What improves my “accuracy”?
Prior installs several features in the ProScan range of stages to improve bi- and uni- direction repeatability and metric accuracy. To improve repeatability Prior uses only quality controlled high precision ball screws in the ProScan range of stages and connect the motors to the ball screws via anti-backlash couplings.
Bi-directional repeatability, due to the stage approaching a point from two directions can be simplified by forcing the stage to always approach from the same direction, hence it becomes uni-directional repeatability. This feature is called backlash correction and can be activated in Prior controllers.
A high level of effort goes into machining a flat, square and straight bearing system for the stages, as this is the area of manufacturing which most effects the metric accuracy. To further improve metric accuracy ProScan stages are fitted with Intelligent Scanning Technology, (IST).
───
Short exercise:
In the text on stage accuracy, what is the feature called that makes the stage always approach a point from the same direction? The records that come next are separate material, not part of the text above.
───
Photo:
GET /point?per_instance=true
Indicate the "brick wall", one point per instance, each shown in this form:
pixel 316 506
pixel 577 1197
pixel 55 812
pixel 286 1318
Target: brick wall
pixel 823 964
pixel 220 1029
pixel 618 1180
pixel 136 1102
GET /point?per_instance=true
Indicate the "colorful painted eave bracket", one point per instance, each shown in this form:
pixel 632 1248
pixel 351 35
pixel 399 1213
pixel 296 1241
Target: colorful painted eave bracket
───
Exercise solution:
Backlash correction.